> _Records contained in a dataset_
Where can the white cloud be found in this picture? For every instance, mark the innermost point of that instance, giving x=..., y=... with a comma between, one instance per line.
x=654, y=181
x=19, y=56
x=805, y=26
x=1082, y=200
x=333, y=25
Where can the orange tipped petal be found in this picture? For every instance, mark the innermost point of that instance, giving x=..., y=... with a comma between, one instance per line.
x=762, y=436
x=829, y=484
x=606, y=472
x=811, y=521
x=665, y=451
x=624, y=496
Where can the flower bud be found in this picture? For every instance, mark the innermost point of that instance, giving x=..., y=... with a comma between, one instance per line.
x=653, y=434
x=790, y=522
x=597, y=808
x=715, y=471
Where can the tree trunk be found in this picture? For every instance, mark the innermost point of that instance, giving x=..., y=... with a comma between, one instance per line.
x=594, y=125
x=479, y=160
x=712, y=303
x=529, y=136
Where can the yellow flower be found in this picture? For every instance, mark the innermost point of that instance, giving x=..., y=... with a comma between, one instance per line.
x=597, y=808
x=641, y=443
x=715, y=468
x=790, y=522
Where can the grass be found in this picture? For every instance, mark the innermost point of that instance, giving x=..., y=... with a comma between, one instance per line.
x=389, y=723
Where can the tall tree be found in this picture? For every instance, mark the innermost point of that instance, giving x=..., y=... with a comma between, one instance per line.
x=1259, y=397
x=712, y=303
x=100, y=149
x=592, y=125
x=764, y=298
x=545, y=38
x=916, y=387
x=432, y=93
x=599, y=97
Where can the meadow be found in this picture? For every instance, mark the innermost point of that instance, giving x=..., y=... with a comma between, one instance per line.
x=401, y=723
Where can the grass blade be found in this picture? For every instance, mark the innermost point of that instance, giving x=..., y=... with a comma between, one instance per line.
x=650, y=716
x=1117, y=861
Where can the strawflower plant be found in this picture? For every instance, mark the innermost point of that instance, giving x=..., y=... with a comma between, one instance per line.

> _EXERCISE DESCRIPTION_
Every entry above should be duplicated exactly.

> _YOUR SOLUTION_
Where can the white cloud be found in this picture? For every instance, mark the innermost point of that instance, giving x=..., y=... with a comma between, one instance per line.
x=654, y=181
x=19, y=56
x=805, y=26
x=1082, y=200
x=333, y=25
Where can the orange tipped petal be found in this picture? For every instance, mark the innermost point of that instance, giving x=..., y=... with a comma between, one instance per line.
x=762, y=436
x=829, y=484
x=606, y=472
x=811, y=521
x=665, y=451
x=624, y=496
Where can the flower bud be found in this picture? For every instance, mark the innermost point of that instance, giving x=..., y=... with a comma between, one instance per line.
x=653, y=434
x=790, y=522
x=597, y=808
x=715, y=471
Where can the tree trunk be found in this picture? For every instance, mark the innermost point of that instance, giving x=..., y=... with a comma between, one instance per line.
x=594, y=125
x=479, y=160
x=712, y=303
x=529, y=136
Where can the yellow flower be found in this picture? For every instance, mark the innermost point of that instance, giving x=..., y=... with a comma between, one instance per line.
x=597, y=808
x=641, y=443
x=715, y=468
x=790, y=522
Where can the grass be found in this picture? For every instance, mark the innermost point of that instance, giving x=..., y=... with a comma between, one instance per line.
x=389, y=723
Where can the tall tree be found in this picture? For every instance, mark the innermost point of that instance, giving x=..., y=... with a comma between, one instance per line.
x=1259, y=397
x=712, y=303
x=100, y=149
x=592, y=125
x=764, y=298
x=545, y=38
x=916, y=387
x=432, y=93
x=599, y=97
Where can the meadow be found in this picture? For every instance, mark the innermost point of that instance, giving x=..., y=... with a comma between, one instance per line.
x=401, y=723
Where can the grass blade be found in this picture? For every instance, mark the innermost point of that instance, giving x=..., y=... with a comma between, one instance per line.
x=650, y=716
x=1117, y=861
Where can the strawflower plant be found in this picture? For every instance, mark the innermost point of that instance, giving x=..., y=... with a comma between, one instance per line.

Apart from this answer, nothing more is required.